» **Okuma Metni**

Sevgili Amasyalılar, değerli dostum, arkadaşım sevgili Savaş Tutak ile bu projeyi hayata geçirebilmek için üç yıl boyunca mücadele verdik, fakat olmadı. Eğer bunu gerçekleştirmiş olsaydık geçen yıl “12-22 Haziran Amasya Uluslararası Atatürk Kültür ve Sanat Festivali”nde hepiniz onaylayıp keyif alacağı bir tanıtımla şehrimizi layık olduğu yere taşımayı hedefliyorduk, olmadı. “Yılmayalım, moralimizi bozmayalım, bir yıl daha bekleyelim ve projeyi hayata geçirmek için ihtiyaç duyduğumuz sponsorları bulalım!” dedik, yine bulamadık. Bu işler ne yazık ki sponsorsuz yürüyecek işler değil, fakat bir kumbara mı yapsak ya da “Bunun için bizlere destek verecek olanlara en azından buradan ulaşma fırsatımız olur mu?” diye meseleyi sizlerin huzuruna taşıyarak fikirlerinizi almayı uygun buldum. Eğer bu projeye sahip çıkarsanız, sizlerle birlikte yüzyılımızın şu zamanlarında adımızı bir duvara hep birlikte yazabiliriz! Amasya için bir şeyler yapabiliriz! Damlaya damlaya nasıl göl oluyorsa, sizlerle birlik ola ola bu dillerden düşmeyecek şarkılarla Amasya’mızın adını aşkını her yerde haykırabiliriz. Yeter ki sizler sevgili dostum Savaş Tutak ile başlattığımız bu eşsiz projenin önünde, yanında, arkasında olun, inanın ortaya çıkacak olan sonuç, hepimiz mutluluktan gözlerimizden akan yaşlarla başarmış olmanın coşkusunu yaşatırken, önce bu projenin altına sonra da duvarlarına hepimiz adımızı yazdıracağız…

Bu yazımda tarih sahnesinde yer aldığı halde sizlerin Amasyalı olarak bilmediği iki isme yer verecektim, fakat mektubum Amasya hasretinden o kadar uzayınca sanırım daha yazacak yer kalmadı. O nedenle sizlerle bir sonraki yazımda buluşmak üzere hoşçakalın derken, biricik gözbebeğimiz olan “12-22 Haziran Amasya Atatürk Kültür ve Sanat Festivali”nin her yönden coşkulu, bereketli, tarihine, şanına yakışır şekilde geçmesini temenni ederim.

» **Verilen Görev**
Okuma metninde "Bu yazımda tarih" ifadesinden "geçmesini temenni ederim." ifadesine kadar olan kısmı kelimesi kelimesine aktarınız. Aşağıdaki liste başka bir kaynaktan alınmıştır.

» **Verilen Liste**
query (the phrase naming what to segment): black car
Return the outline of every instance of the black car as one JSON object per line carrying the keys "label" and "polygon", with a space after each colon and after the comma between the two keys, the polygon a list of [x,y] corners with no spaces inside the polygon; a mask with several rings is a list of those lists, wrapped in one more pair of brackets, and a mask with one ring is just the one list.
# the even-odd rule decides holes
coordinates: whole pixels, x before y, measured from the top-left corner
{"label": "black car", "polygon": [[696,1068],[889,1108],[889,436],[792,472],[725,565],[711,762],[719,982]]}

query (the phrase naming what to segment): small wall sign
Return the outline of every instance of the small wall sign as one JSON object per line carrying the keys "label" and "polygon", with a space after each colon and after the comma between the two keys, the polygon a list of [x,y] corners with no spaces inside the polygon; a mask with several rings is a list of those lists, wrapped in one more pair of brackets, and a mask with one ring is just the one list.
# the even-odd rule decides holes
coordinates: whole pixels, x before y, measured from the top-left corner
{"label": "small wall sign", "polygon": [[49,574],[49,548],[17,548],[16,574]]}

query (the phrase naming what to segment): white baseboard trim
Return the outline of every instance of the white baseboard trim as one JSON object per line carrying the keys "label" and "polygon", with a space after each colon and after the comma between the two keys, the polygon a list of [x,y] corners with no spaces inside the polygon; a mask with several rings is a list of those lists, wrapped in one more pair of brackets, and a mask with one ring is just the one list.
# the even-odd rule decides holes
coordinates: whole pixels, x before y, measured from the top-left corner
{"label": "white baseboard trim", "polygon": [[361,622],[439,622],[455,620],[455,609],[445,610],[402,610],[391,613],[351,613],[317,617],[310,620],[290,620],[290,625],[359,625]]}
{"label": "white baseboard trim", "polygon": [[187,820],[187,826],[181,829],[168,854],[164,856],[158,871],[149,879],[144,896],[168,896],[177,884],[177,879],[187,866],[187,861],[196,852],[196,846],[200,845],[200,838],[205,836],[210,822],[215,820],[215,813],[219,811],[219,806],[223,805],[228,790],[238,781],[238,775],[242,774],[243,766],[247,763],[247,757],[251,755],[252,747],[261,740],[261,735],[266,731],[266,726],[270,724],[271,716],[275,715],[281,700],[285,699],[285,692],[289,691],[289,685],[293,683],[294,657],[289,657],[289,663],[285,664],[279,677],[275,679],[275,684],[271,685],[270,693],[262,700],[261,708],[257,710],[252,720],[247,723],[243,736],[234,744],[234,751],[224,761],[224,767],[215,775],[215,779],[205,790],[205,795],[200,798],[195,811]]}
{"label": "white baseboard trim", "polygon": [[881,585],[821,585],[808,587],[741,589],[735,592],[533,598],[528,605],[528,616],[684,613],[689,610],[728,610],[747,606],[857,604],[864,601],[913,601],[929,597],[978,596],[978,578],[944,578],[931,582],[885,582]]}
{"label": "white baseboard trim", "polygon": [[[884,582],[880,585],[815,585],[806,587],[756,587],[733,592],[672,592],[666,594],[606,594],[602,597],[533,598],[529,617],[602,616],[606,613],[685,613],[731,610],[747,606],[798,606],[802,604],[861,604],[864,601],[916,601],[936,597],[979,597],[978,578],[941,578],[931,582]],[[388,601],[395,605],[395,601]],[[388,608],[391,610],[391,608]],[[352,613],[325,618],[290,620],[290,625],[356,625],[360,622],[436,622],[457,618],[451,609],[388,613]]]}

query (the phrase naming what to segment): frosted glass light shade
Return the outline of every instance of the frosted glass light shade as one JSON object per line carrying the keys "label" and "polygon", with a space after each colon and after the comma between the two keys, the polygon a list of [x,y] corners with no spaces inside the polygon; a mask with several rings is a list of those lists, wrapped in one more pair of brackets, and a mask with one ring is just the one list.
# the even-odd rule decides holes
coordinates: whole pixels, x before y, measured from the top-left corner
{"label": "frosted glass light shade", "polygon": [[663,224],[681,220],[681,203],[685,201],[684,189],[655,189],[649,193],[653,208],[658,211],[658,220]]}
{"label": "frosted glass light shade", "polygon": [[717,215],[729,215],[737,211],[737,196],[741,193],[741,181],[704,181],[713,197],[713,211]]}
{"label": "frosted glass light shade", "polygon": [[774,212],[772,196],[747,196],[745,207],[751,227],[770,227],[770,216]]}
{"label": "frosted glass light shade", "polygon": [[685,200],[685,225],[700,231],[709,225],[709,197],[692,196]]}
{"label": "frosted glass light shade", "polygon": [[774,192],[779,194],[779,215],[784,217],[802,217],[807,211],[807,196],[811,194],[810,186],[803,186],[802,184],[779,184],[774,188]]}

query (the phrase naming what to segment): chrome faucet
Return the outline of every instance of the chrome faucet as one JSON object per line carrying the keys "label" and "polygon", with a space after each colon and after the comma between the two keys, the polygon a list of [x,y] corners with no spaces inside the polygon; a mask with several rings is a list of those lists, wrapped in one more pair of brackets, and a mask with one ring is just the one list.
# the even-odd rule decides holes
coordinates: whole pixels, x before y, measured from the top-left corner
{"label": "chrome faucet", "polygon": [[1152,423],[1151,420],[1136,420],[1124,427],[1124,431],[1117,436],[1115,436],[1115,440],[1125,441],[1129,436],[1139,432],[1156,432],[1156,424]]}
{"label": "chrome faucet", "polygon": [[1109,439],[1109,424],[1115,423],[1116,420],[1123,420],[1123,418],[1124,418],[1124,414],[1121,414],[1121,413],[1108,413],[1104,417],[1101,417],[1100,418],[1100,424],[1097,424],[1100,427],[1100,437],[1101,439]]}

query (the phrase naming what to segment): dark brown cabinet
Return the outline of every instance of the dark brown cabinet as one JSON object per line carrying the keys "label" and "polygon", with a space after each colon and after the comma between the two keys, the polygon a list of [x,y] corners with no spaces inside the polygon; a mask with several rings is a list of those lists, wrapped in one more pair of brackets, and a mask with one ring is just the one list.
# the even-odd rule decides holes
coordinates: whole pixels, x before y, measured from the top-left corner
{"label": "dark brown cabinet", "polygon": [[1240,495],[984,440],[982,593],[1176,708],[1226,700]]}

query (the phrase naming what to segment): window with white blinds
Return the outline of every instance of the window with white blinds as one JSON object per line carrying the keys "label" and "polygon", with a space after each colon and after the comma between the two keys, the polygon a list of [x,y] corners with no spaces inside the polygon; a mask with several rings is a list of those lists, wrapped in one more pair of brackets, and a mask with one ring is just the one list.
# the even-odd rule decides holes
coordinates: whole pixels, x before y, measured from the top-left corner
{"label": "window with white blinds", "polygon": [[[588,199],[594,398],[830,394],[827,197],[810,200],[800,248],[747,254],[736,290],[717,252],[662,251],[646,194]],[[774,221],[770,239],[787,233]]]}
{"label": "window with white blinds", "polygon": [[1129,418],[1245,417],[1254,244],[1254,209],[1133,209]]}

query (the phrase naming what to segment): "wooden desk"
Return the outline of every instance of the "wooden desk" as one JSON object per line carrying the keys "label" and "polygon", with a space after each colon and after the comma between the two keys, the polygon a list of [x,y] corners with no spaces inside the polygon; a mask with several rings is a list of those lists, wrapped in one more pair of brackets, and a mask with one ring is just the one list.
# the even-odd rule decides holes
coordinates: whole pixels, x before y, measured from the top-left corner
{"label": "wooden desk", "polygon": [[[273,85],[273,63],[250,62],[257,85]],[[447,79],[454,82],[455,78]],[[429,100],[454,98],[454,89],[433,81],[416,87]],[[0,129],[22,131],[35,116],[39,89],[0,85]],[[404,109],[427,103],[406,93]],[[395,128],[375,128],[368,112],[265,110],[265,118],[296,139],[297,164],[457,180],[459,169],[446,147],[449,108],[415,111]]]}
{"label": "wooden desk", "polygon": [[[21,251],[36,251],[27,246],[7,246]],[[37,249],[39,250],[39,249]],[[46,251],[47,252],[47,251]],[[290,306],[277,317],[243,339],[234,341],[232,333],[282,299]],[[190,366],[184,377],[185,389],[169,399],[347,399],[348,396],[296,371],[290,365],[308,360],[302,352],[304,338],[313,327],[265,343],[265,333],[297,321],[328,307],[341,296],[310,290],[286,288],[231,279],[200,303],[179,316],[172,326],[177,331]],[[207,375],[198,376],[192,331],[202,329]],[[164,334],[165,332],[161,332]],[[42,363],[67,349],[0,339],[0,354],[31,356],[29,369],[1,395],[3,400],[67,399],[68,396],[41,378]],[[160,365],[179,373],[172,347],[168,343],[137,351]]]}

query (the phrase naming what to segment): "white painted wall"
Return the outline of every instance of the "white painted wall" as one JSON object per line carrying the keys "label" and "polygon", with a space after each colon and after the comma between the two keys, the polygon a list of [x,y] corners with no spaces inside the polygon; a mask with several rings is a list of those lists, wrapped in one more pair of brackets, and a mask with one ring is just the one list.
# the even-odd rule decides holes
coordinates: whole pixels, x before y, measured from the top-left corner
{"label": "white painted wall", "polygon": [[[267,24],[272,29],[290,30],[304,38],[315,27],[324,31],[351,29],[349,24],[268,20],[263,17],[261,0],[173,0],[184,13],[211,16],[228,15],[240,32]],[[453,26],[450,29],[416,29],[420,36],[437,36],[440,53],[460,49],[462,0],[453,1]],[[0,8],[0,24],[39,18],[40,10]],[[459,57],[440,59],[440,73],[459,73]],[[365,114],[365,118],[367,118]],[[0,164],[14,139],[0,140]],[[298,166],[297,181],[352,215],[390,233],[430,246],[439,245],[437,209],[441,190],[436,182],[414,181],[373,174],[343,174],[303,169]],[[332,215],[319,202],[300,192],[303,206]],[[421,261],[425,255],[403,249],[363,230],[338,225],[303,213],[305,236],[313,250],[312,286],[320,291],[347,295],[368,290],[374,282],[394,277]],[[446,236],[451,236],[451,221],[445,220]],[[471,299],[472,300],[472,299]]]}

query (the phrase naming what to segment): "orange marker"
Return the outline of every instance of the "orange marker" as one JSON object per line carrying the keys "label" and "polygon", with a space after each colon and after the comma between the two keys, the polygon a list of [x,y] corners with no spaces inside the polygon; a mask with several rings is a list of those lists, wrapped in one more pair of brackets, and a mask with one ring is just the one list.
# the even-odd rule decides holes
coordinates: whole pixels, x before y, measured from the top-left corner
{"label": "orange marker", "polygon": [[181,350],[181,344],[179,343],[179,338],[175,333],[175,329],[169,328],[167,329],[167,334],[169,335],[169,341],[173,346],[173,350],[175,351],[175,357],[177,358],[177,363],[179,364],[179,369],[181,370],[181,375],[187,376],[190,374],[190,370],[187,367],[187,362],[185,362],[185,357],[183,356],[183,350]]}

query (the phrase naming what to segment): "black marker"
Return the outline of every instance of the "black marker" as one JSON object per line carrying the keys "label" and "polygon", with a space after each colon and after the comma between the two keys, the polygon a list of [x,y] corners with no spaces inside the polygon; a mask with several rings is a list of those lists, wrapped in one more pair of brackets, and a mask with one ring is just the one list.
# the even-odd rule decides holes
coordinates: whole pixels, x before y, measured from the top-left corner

» **Doğru Yanıt**
Bu yazımda tarih sahnesinde yer aldığı halde sizlerin Amasyalı olarak bilmediği iki isme yer verecektim, fakat mektubum Amasya hasretinden o kadar uzayınca sanırım daha yazacak yer kalmadı. O nedenle sizlerle bir sonraki yazımda buluşmak üzere hoşçakalın derken, biricik gözbebeğimiz olan “12-22 Haziran Amasya Atatürk Kültür ve Sanat Festivali”nin her yönden coşkulu, bereketli, tarihine, şanına yakışır şekilde geçmesini temenni ederim.